Es 16,2-4.12-15
In quei giorni, nel deserto tutta la comunità degli Israeliti mormorò contro Mosè e contro Aronne. Gli Israeliti dissero loro: «Fossimo morti per mano del Signore nella terra d’Egitto, quando eravamo seduti presso la pentola della carne, mangiando pane a sazietà! Invece ci avete fatto uscire in questo deserto per far morire di fame tutta questa moltitudine».
Allora il Signore disse a Mosè: «Ecco, io sto per far piovere pane dal cielo per voi: il popolo uscirà a raccoglierne ogni giorno la razione di un giorno, perché io lo metta alla prova, per vedere se cammina o no secondo la mia legge. Ho inteso la mormorazione degli Israeliti. Parla loro così: “Al tramonto mangerete carne e alla mattina vi sazierete di pane; saprete che io sono il Signore, vostro Dio”». La sera le quaglie salirono e coprirono l’accampamento; al mattino c’era uno strato di rugiada intorno all’accampamento. Quando lo strato di rugiada svanì, ecco, sulla superficie del deserto c’era una cosa fine e granulosa, minuta come è la brina sulla terra. Gli Israeliti la videro e si dissero l’un l’altro: «Che cos’è?», perché non sapevano che cosa fosse. Mosè disse loro: «È il pane che il Signore vi ha dato in cibo».
Ef 4,17.20-24
Fratelli, vi dico e vi scongiuro nel Signore: non comportatevi più come i pagani con i loro vani pensieri. Voi non così avete imparato a conoscere il Cristo, se davvero gli avete dato ascolto e se in lui siete stati istruiti, secondo la verità che è in Gesù, ad abbandonare, con la sua condotta di prima, l’uomo vecchio che si corrompe seguendo le passioni ingannevoli, a rinnovarvi nello spirito della vostra mente e a rivestire l’uomo nuovo, creato secondo Dio nella giustizia e nella vera santità.
Gv 6,24-35
In quel tempo, quando la folla vide che Gesù non era più là e nemmeno i suoi discepoli, salì sulle barche e si diresse alla volta di Cafàrnao alla ricerca di Gesù. Lo trovarono di là dal mare e gli dissero: «Rabbì, quando sei venuto qua?».

Estratti di dati di etichettatura delle posizioni
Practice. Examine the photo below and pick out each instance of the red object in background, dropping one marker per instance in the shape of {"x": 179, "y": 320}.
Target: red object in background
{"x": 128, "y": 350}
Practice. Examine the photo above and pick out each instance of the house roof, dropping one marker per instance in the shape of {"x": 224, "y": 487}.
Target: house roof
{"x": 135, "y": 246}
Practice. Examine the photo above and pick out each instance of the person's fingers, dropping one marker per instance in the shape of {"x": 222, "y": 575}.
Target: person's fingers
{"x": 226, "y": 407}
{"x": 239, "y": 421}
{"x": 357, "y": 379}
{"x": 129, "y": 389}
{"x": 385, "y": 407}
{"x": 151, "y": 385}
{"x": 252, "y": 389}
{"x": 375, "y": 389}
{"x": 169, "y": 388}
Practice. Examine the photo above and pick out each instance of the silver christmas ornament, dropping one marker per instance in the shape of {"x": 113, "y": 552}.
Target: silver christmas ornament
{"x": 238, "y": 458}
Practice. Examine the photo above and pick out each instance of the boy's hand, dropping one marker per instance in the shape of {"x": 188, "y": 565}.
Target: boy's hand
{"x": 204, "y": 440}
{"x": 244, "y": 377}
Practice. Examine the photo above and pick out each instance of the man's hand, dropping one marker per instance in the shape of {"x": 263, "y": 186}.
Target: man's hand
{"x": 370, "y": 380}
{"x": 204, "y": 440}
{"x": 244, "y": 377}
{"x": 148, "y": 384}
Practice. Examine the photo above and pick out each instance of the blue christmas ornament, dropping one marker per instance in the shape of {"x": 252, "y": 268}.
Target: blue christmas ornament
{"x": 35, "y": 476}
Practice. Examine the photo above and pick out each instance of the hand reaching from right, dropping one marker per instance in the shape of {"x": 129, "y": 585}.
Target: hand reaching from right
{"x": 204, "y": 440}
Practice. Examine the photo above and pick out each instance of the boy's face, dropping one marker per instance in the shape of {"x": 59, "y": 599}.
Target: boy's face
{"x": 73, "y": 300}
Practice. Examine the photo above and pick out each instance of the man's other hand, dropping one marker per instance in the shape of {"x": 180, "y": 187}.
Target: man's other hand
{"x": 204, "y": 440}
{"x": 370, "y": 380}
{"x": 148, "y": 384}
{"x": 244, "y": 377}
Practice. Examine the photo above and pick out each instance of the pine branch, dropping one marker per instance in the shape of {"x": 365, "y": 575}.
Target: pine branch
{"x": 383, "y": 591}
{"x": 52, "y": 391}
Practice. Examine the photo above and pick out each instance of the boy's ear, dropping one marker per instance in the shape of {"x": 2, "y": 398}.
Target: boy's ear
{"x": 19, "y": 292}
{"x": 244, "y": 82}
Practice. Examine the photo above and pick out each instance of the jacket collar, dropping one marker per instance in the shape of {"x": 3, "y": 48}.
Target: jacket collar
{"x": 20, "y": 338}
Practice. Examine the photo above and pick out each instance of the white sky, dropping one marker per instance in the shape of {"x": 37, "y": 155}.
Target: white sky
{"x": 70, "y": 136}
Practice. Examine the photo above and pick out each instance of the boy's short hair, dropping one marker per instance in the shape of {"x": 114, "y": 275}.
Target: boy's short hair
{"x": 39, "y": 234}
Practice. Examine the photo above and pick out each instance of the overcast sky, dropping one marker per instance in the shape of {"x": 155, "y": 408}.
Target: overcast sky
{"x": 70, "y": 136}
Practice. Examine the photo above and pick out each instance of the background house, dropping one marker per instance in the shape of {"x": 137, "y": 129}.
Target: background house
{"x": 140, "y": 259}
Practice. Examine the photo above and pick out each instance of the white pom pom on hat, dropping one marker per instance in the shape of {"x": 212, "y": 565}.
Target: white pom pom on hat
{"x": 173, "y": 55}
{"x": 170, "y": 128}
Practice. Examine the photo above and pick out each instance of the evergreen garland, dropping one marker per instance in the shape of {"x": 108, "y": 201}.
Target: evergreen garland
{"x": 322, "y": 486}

- Completa quanto segue:
[1] Secondo l'estratto della pagina, che cosa salì la sera e coprì l'accampamento?
[2] Riscrivi come lista JSON di stringhe, una per riga e senza righe vuote, le righe dei record a partire da quella che contiene "of the jacket" fino alla fine dei record.
L'estratto della pagina e i record non hanno alcun legame tra loro.

- Risposte ai compiti:
[1] Le quaglie.

[2]
[
  "Practice. Examine the photo above and pick out each instance of the jacket collar, dropping one marker per instance in the shape of {\"x\": 3, \"y\": 48}.",
  "Target: jacket collar",
  "{\"x\": 20, \"y\": 338}",
  "Practice. Examine the photo above and pick out each instance of the white sky, dropping one marker per instance in the shape of {\"x\": 37, \"y\": 155}.",
  "Target: white sky",
  "{\"x\": 70, \"y\": 136}",
  "Practice. Examine the photo above and pick out each instance of the boy's short hair, dropping one marker per instance in the shape of {\"x\": 114, \"y\": 275}.",
  "Target: boy's short hair",
  "{\"x\": 39, \"y\": 234}",
  "Practice. Examine the photo above and pick out each instance of the overcast sky, dropping one marker per instance in the shape of {\"x\": 155, \"y\": 408}.",
  "Target: overcast sky",
  "{\"x\": 70, \"y\": 136}",
  "Practice. Examine the photo above and pick out each instance of the background house, dropping one marker per instance in the shape of {\"x\": 137, \"y\": 129}.",
  "Target: background house",
  "{\"x\": 140, \"y\": 259}",
  "Practice. Examine the photo above and pick out each instance of the white pom pom on hat, dropping one marker per instance in the shape of {\"x\": 212, \"y\": 565}.",
  "Target: white pom pom on hat",
  "{\"x\": 173, \"y\": 55}",
  "{\"x\": 170, \"y\": 128}",
  "Practice. Examine the photo above and pick out each instance of the evergreen garland, dropping one marker per instance in the shape of {\"x\": 108, \"y\": 201}.",
  "Target: evergreen garland",
  "{\"x\": 322, \"y\": 486}"
]